**Supplied entries**
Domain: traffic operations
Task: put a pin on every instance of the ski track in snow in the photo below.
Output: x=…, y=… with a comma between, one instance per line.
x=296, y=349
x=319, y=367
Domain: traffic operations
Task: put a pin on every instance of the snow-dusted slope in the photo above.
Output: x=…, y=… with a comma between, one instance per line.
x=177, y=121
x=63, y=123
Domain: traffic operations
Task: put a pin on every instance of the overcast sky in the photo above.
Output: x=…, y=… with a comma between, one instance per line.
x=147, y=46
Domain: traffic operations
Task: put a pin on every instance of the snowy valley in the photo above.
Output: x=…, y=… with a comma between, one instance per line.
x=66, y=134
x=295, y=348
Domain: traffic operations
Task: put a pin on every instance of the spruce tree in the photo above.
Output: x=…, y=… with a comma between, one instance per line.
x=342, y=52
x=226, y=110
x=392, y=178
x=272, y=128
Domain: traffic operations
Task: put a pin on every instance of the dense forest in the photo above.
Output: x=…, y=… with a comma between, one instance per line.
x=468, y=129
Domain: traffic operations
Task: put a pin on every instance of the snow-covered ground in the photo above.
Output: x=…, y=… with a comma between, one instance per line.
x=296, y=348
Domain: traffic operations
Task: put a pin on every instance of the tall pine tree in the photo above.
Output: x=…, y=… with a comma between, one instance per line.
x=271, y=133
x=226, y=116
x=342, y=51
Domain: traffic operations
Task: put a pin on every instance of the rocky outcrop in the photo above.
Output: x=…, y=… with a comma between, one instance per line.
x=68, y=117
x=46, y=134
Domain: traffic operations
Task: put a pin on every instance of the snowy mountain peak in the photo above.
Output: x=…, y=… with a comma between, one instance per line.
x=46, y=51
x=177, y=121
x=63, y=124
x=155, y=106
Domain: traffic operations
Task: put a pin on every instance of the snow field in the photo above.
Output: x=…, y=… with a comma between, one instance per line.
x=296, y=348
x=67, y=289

**Required work**
Copy the material above exactly. Include every line.

**Response area**
Domain: traffic operations
Task: put a pin on every instance of the ski track in snow in the photo below.
Output: x=…, y=… with a comma between, one instance per line.
x=296, y=349
x=319, y=367
Domain: traffic operations
Task: put a pin on every instance of the snow-dusted slope in the photo above.
Output: x=…, y=… with a comma between, one instance per line.
x=177, y=121
x=63, y=123
Domain: traffic operations
Task: put a pin on every instance of the overcast sky in the photo above.
Output: x=…, y=… with a comma between, one instance per line.
x=147, y=46
Domain: traffic operations
Task: put a pin on every instance of the snowy valley in the photo above.
Output: x=…, y=… with a comma between, one instance per line.
x=66, y=134
x=295, y=348
Domain: traffic operations
Task: put a pin on every instance of the spruce tree in the photo above.
Output: x=…, y=… with a comma between, one instance per line.
x=342, y=52
x=226, y=110
x=392, y=178
x=272, y=128
Domain: traffic operations
Task: put a pin on every instance of the dense forest in the photo above.
Output: x=…, y=… with a comma between, one instance per line.
x=468, y=129
Domain: traffic operations
Task: put a pin on every instance of the snow-covered ground in the photo above.
Output: x=…, y=… with a comma between, one instance per line.
x=296, y=348
Domain: traffic operations
Task: put a pin on every instance of the tall pine tree in the photo above.
Output: x=…, y=… with a comma between, one instance per line.
x=271, y=133
x=226, y=116
x=342, y=51
Domain: traffic operations
Task: put a pin on every instance of the rocky outcrop in the photo above.
Output: x=…, y=… with a comma between, one instance per line.
x=68, y=117
x=46, y=134
Domain: traffic operations
Task: put a pin on every instance of the snowy mountain peak in the photo above.
Output: x=…, y=… with a comma between, one instance per line.
x=46, y=51
x=177, y=121
x=63, y=124
x=155, y=106
Domain: traffic operations
Task: put a pin on every instance of the snow field in the photo above.
Output: x=…, y=… with a comma between, one instance per line.
x=296, y=348
x=67, y=289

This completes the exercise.